Convert every line of the records below into a Markdown table with two columns, Row and Line. Put each line's sequential number under Row and the line itself under Line, and skip blank lines.

◆ ◆ ◆ ◆

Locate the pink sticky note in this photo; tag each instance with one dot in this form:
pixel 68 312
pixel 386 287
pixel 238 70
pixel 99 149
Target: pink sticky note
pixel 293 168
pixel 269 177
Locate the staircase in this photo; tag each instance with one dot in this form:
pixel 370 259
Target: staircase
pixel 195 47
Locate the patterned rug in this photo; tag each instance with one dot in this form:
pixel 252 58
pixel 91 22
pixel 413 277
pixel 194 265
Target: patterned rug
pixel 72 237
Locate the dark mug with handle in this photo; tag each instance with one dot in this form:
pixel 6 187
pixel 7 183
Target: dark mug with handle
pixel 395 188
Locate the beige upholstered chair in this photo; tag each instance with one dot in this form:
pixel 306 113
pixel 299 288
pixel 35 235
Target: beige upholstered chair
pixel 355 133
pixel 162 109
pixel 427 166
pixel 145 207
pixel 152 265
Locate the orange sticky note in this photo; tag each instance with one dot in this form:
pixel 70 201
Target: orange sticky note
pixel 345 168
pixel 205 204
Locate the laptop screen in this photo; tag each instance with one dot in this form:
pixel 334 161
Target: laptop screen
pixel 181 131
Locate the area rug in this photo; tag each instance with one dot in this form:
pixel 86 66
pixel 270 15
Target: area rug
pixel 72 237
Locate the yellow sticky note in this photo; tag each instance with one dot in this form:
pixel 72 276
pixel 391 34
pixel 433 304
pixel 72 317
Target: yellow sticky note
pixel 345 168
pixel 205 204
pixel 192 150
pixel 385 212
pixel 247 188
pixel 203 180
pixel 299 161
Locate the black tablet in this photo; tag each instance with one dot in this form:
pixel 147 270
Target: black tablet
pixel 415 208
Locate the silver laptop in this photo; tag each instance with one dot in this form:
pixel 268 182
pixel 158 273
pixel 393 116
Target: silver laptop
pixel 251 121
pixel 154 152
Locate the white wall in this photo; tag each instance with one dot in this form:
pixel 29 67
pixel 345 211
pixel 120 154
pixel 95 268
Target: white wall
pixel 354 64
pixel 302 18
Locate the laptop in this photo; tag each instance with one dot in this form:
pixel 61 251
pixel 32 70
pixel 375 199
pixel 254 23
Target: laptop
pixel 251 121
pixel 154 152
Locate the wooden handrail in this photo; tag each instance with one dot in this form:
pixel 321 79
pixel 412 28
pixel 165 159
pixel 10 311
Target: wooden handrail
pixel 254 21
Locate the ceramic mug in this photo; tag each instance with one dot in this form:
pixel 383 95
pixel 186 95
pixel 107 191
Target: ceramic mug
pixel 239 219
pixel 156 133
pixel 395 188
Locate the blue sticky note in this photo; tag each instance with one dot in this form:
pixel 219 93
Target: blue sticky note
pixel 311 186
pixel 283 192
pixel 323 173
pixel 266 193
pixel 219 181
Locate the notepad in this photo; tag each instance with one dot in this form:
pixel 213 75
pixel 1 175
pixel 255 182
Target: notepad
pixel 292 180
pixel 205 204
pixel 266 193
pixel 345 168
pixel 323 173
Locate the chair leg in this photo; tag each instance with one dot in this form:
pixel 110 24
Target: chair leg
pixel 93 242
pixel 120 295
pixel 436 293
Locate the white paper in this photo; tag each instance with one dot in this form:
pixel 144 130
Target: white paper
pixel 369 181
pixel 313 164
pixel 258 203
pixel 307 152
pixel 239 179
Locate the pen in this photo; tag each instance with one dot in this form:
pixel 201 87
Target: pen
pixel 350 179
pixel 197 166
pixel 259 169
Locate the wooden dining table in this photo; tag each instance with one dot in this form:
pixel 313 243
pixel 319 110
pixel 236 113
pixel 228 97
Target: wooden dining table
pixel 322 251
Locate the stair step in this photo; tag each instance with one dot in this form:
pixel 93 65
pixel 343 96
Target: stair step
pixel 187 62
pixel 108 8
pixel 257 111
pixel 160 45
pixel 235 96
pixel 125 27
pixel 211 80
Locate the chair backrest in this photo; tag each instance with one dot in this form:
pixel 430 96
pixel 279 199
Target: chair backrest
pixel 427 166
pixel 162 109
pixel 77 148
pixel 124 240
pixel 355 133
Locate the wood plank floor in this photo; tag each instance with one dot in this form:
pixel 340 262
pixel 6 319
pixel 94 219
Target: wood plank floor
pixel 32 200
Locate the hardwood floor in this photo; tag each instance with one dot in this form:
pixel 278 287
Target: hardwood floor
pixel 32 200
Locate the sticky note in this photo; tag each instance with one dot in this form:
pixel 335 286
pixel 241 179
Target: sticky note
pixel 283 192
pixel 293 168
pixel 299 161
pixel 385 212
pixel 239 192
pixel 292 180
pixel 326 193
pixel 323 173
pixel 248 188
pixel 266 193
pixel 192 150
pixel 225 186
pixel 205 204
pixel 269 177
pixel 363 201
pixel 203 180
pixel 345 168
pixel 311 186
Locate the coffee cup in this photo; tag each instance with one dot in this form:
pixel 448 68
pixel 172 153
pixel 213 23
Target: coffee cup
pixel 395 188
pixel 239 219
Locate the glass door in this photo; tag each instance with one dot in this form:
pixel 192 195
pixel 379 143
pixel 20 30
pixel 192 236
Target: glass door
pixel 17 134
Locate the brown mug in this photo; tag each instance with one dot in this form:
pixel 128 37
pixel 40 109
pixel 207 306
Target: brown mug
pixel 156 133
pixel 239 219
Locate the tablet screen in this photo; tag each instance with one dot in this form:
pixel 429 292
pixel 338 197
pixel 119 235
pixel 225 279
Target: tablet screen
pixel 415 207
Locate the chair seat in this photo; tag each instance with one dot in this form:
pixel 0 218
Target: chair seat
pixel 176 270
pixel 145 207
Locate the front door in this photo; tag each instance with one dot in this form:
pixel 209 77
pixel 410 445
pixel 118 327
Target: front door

◆ ◆ ◆ ◆

■ **Solution for this exercise**:
| Row | Line |
|---|---|
| 1 | Locate the pink sticky note in this photo; tag each instance with one dot in this form: |
| 2 | pixel 68 312 |
| 3 | pixel 386 287 |
| 4 | pixel 238 70 |
| 5 | pixel 99 149 |
| 6 | Target: pink sticky note |
| 7 | pixel 293 168 |
| 8 | pixel 269 177 |
| 9 | Locate the staircase in this photo; tag each instance with one dot in this form: |
| 10 | pixel 370 259 |
| 11 | Target: staircase |
| 12 | pixel 195 47 |
| 13 | Locate the patterned rug in this photo; tag each instance with one dot in this form: |
| 14 | pixel 252 58 |
| 15 | pixel 91 22 |
| 16 | pixel 413 277 |
| 17 | pixel 194 265 |
| 18 | Target: patterned rug |
| 19 | pixel 72 237 |
| 20 | Locate the dark mug with handle in this photo; tag each instance with one dot in this form: |
| 21 | pixel 6 187 |
| 22 | pixel 7 183 |
| 23 | Target: dark mug with handle |
| 24 | pixel 395 188 |
| 25 | Locate the beige upholstered chair in this photo; tag each instance with one dot in this form: |
| 26 | pixel 306 113 |
| 27 | pixel 299 288 |
| 28 | pixel 35 235 |
| 29 | Target: beige upholstered chair |
| 30 | pixel 355 133 |
| 31 | pixel 162 109 |
| 32 | pixel 427 166 |
| 33 | pixel 145 207 |
| 34 | pixel 152 265 |
| 35 | Locate the orange sticky note in this photo; tag each instance with one dot in this form: |
| 36 | pixel 70 201 |
| 37 | Target: orange sticky note |
| 38 | pixel 345 168 |
| 39 | pixel 205 204 |
| 40 | Locate the laptop screen in this photo; tag each instance with one dot in this form: |
| 41 | pixel 334 161 |
| 42 | Target: laptop screen |
| 43 | pixel 181 131 |
| 44 | Locate the area rug in this photo; tag each instance with one dot in this form: |
| 45 | pixel 86 66 |
| 46 | pixel 270 15 |
| 47 | Target: area rug |
| 48 | pixel 72 237 |
| 49 | Locate the yellow sticky note in this photo; tag each instance with one dot in this form: |
| 50 | pixel 72 276 |
| 51 | pixel 391 34 |
| 52 | pixel 433 304 |
| 53 | pixel 72 317 |
| 54 | Target: yellow sticky note |
| 55 | pixel 345 168 |
| 56 | pixel 205 204 |
| 57 | pixel 192 150 |
| 58 | pixel 385 212 |
| 59 | pixel 247 188 |
| 60 | pixel 203 180 |
| 61 | pixel 299 161 |
| 62 | Locate the black tablet in this photo; tag each instance with one dot in this form: |
| 63 | pixel 147 270 |
| 64 | Target: black tablet |
| 65 | pixel 415 208 |
| 66 | Locate the silver laptop in this photo; tag each instance with one dot in this form: |
| 67 | pixel 268 182 |
| 68 | pixel 158 273 |
| 69 | pixel 393 116 |
| 70 | Target: silver laptop |
| 71 | pixel 251 121 |
| 72 | pixel 154 152 |
| 73 | Locate the white wall in this photo; tag each instance with one dot in this form: |
| 74 | pixel 29 67 |
| 75 | pixel 345 211 |
| 76 | pixel 120 154 |
| 77 | pixel 95 268 |
| 78 | Target: white wall |
| 79 | pixel 354 64 |
| 80 | pixel 302 18 |
| 81 | Locate the laptop in this photo; tag each instance with one dot in this form: |
| 82 | pixel 61 251 |
| 83 | pixel 32 70 |
| 84 | pixel 375 199 |
| 85 | pixel 254 23 |
| 86 | Target: laptop |
| 87 | pixel 251 121 |
| 88 | pixel 154 152 |
| 89 | Locate the wooden handrail in this photo; tag each instance with one dot in this form: |
| 90 | pixel 321 79 |
| 91 | pixel 412 28 |
| 92 | pixel 165 159 |
| 93 | pixel 10 311 |
| 94 | Target: wooden handrail |
| 95 | pixel 254 21 |
| 96 | Locate the ceramic mug in this photo; tag each instance with one dot in this form: |
| 97 | pixel 383 95 |
| 98 | pixel 186 95 |
| 99 | pixel 107 191 |
| 100 | Target: ceramic mug |
| 101 | pixel 239 219 |
| 102 | pixel 156 133 |
| 103 | pixel 395 188 |
| 104 | Locate the blue sticky note in this photo; tag each instance with one dot in this form: |
| 105 | pixel 219 93 |
| 106 | Target: blue sticky note |
| 107 | pixel 311 186 |
| 108 | pixel 283 192 |
| 109 | pixel 323 173 |
| 110 | pixel 266 193 |
| 111 | pixel 219 181 |
| 112 | Locate the notepad in this photo; tag each instance with one dot in this form: |
| 113 | pixel 213 75 |
| 114 | pixel 1 175 |
| 115 | pixel 255 182 |
| 116 | Target: notepad |
| 117 | pixel 292 180 |
| 118 | pixel 205 204 |
| 119 | pixel 266 193 |
| 120 | pixel 345 168 |
| 121 | pixel 323 173 |
| 122 | Locate the chair leg in this photo; tag each instance with one dot in this form: |
| 123 | pixel 110 24 |
| 124 | Target: chair leg |
| 125 | pixel 93 242 |
| 126 | pixel 120 295 |
| 127 | pixel 436 293 |
| 128 | Locate the white paper in this photo; tag each instance with one dot in this form: |
| 129 | pixel 144 130 |
| 130 | Target: white paper |
| 131 | pixel 369 181 |
| 132 | pixel 313 164 |
| 133 | pixel 258 203 |
| 134 | pixel 307 152 |
| 135 | pixel 239 179 |
| 136 | Locate the pen in this photo; tag each instance with one dot in this form: |
| 137 | pixel 201 87 |
| 138 | Target: pen |
| 139 | pixel 350 179 |
| 140 | pixel 197 166 |
| 141 | pixel 259 169 |
| 142 | Locate the wooden dining table in this photo; tag each instance with one dot in this form: |
| 143 | pixel 313 243 |
| 144 | pixel 319 110 |
| 145 | pixel 236 113 |
| 146 | pixel 228 97 |
| 147 | Target: wooden dining table |
| 148 | pixel 322 251 |
| 149 | Locate the stair step in this photo; tag each instance with one dot in this form: |
| 150 | pixel 93 65 |
| 151 | pixel 343 96 |
| 152 | Target: stair step |
| 153 | pixel 187 62 |
| 154 | pixel 108 8 |
| 155 | pixel 257 111 |
| 156 | pixel 160 45 |
| 157 | pixel 235 96 |
| 158 | pixel 125 27 |
| 159 | pixel 211 80 |
| 160 | Locate the chair backrest in this photo; tag each instance with one dot in this form: |
| 161 | pixel 430 96 |
| 162 | pixel 279 199 |
| 163 | Target: chair backrest |
| 164 | pixel 427 166 |
| 165 | pixel 162 109 |
| 166 | pixel 77 148 |
| 167 | pixel 124 240 |
| 168 | pixel 355 133 |
| 169 | Locate the wood plank floor in this photo; tag each instance with one dot in this form: |
| 170 | pixel 340 262 |
| 171 | pixel 6 319 |
| 172 | pixel 94 219 |
| 173 | Target: wood plank floor |
| 174 | pixel 32 200 |
| 175 | Locate the hardwood floor in this photo; tag each instance with one dot in this form: |
| 176 | pixel 278 287 |
| 177 | Target: hardwood floor |
| 178 | pixel 32 200 |
| 179 | Locate the sticky note in this photo; tag each instance with one dot in this form: |
| 180 | pixel 335 286 |
| 181 | pixel 241 179 |
| 182 | Target: sticky note |
| 183 | pixel 283 192 |
| 184 | pixel 293 168 |
| 185 | pixel 299 161 |
| 186 | pixel 385 212 |
| 187 | pixel 239 192 |
| 188 | pixel 292 180 |
| 189 | pixel 326 193 |
| 190 | pixel 323 173 |
| 191 | pixel 248 188 |
| 192 | pixel 266 193 |
| 193 | pixel 192 150 |
| 194 | pixel 225 186 |
| 195 | pixel 205 204 |
| 196 | pixel 269 177 |
| 197 | pixel 363 201 |
| 198 | pixel 203 180 |
| 199 | pixel 345 168 |
| 200 | pixel 311 186 |
| 201 | Locate the coffee cup in this photo; tag each instance with one dot in this form: |
| 202 | pixel 448 68 |
| 203 | pixel 172 153 |
| 204 | pixel 213 23 |
| 205 | Target: coffee cup |
| 206 | pixel 395 188 |
| 207 | pixel 239 219 |
| 208 | Locate the glass door in this photo; tag each instance with one dot in this form: |
| 209 | pixel 192 195 |
| 210 | pixel 379 143 |
| 211 | pixel 20 30 |
| 212 | pixel 192 236 |
| 213 | Target: glass door |
| 214 | pixel 17 134 |
| 215 | Locate the brown mug in this photo; tag each instance with one dot in this form: |
| 216 | pixel 128 37 |
| 217 | pixel 40 109 |
| 218 | pixel 207 306 |
| 219 | Target: brown mug |
| 220 | pixel 156 133 |
| 221 | pixel 239 219 |
| 222 | Locate the tablet screen in this photo; tag each instance with one dot in this form: |
| 223 | pixel 429 292 |
| 224 | pixel 338 197 |
| 225 | pixel 119 235 |
| 226 | pixel 225 279 |
| 227 | Target: tablet screen |
| 228 | pixel 415 207 |
| 229 | Locate the chair seat in this photo; tag each instance with one dot in this form: |
| 230 | pixel 0 218 |
| 231 | Target: chair seat |
| 232 | pixel 176 270 |
| 233 | pixel 145 207 |
| 234 | Locate the front door in this photo; tag each instance with one dot in this form: |
| 235 | pixel 209 77 |
| 236 | pixel 410 445 |
| 237 | pixel 118 327 |
| 238 | Target: front door |